WORK REQUIRED » Collect every line below that contains the word "mirror", and copy each one in full.
-- BEGIN TASK DATA --
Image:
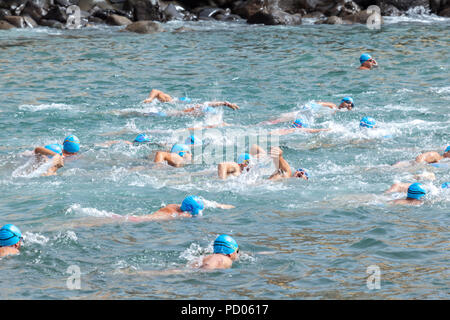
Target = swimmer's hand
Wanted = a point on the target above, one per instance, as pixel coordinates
(231, 105)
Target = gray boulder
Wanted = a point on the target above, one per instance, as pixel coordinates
(144, 27)
(116, 20)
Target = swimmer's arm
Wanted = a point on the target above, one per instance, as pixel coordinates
(172, 159)
(57, 162)
(257, 151)
(161, 96)
(110, 143)
(430, 157)
(222, 103)
(313, 130)
(280, 163)
(328, 104)
(44, 151)
(227, 168)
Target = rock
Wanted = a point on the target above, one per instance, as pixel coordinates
(315, 15)
(248, 8)
(144, 27)
(407, 4)
(51, 24)
(29, 22)
(16, 21)
(4, 12)
(275, 17)
(56, 13)
(333, 20)
(87, 5)
(117, 20)
(172, 13)
(5, 25)
(210, 13)
(389, 10)
(35, 10)
(145, 10)
(445, 12)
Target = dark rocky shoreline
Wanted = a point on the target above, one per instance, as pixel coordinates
(140, 15)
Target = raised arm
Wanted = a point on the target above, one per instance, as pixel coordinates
(328, 104)
(161, 96)
(226, 169)
(222, 103)
(45, 152)
(172, 159)
(283, 169)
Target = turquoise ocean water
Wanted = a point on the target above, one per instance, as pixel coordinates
(299, 240)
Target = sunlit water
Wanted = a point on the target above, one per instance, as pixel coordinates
(298, 239)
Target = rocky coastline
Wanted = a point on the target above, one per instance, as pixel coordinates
(145, 16)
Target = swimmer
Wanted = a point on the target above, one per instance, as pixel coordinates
(283, 169)
(196, 109)
(10, 240)
(298, 125)
(140, 138)
(346, 103)
(415, 191)
(57, 152)
(226, 250)
(178, 156)
(190, 207)
(367, 62)
(427, 157)
(226, 169)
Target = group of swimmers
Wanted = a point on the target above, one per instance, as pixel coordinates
(226, 248)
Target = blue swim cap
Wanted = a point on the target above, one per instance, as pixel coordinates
(299, 123)
(55, 148)
(225, 244)
(181, 149)
(348, 99)
(416, 191)
(210, 110)
(193, 205)
(304, 171)
(244, 158)
(364, 57)
(9, 235)
(71, 144)
(142, 137)
(185, 99)
(192, 140)
(367, 122)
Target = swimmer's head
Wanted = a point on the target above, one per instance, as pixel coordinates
(192, 204)
(347, 102)
(299, 123)
(447, 152)
(365, 57)
(210, 110)
(367, 122)
(57, 148)
(185, 99)
(180, 149)
(71, 144)
(192, 140)
(142, 137)
(244, 160)
(224, 244)
(301, 173)
(416, 191)
(10, 235)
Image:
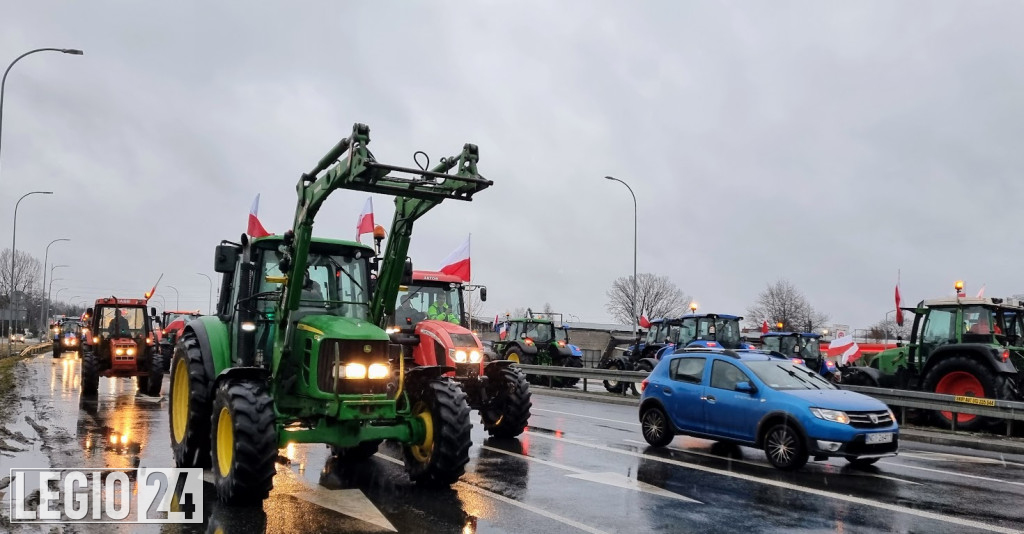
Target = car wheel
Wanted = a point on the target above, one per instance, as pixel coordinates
(784, 447)
(654, 425)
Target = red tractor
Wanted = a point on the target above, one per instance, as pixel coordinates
(121, 340)
(430, 323)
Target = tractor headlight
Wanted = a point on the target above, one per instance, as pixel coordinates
(378, 371)
(830, 415)
(356, 371)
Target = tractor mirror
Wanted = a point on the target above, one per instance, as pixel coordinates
(407, 274)
(224, 258)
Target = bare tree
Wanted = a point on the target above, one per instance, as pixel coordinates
(782, 302)
(656, 296)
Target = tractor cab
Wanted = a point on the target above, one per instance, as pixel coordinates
(711, 330)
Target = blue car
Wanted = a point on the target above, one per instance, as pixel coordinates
(755, 399)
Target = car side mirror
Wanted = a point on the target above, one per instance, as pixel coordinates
(745, 387)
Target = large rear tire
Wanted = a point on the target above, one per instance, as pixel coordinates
(440, 458)
(506, 412)
(963, 376)
(189, 406)
(244, 442)
(90, 372)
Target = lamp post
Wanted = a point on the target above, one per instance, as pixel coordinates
(635, 292)
(210, 303)
(177, 298)
(13, 249)
(42, 309)
(3, 84)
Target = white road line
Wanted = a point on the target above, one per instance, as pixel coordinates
(951, 474)
(756, 464)
(523, 505)
(587, 416)
(794, 487)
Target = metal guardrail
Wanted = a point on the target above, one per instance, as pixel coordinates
(997, 409)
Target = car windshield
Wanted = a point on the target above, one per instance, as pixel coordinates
(783, 374)
(334, 283)
(421, 301)
(122, 322)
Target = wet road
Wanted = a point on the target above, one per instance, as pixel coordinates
(581, 466)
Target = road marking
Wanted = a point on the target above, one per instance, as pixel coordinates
(756, 464)
(587, 416)
(788, 486)
(609, 479)
(951, 474)
(523, 505)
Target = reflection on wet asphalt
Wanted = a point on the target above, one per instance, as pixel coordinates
(581, 466)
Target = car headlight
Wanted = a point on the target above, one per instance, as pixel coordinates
(830, 415)
(378, 371)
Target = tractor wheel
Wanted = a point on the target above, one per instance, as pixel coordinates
(90, 372)
(357, 453)
(565, 381)
(614, 386)
(156, 373)
(641, 366)
(506, 412)
(188, 406)
(963, 376)
(244, 442)
(784, 447)
(440, 458)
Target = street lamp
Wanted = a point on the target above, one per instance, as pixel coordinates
(177, 297)
(3, 84)
(635, 292)
(10, 298)
(42, 309)
(210, 303)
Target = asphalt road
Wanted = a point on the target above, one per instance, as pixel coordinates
(581, 466)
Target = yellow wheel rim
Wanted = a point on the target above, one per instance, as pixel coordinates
(179, 407)
(422, 451)
(225, 442)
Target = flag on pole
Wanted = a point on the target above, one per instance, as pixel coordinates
(366, 222)
(846, 348)
(457, 263)
(256, 229)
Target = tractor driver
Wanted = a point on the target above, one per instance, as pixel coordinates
(441, 310)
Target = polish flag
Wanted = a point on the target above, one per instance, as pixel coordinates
(846, 348)
(457, 263)
(256, 229)
(366, 222)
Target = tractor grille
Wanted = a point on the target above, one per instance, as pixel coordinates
(869, 419)
(349, 351)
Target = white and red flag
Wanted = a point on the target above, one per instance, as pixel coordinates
(457, 263)
(366, 222)
(256, 229)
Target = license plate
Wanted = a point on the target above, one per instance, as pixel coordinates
(880, 438)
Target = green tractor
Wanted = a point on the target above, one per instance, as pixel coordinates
(297, 351)
(958, 345)
(532, 340)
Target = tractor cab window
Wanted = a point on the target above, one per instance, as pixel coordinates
(420, 302)
(121, 322)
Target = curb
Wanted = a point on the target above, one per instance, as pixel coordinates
(909, 434)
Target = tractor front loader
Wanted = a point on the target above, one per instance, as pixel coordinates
(293, 354)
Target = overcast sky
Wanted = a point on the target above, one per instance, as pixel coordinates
(832, 144)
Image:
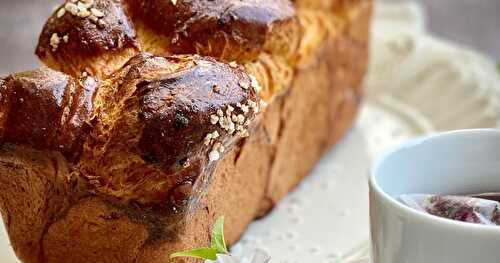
-- END TASK DATA --
TASK RESPONSE »
Target = tractor mirror
Target = car side mirror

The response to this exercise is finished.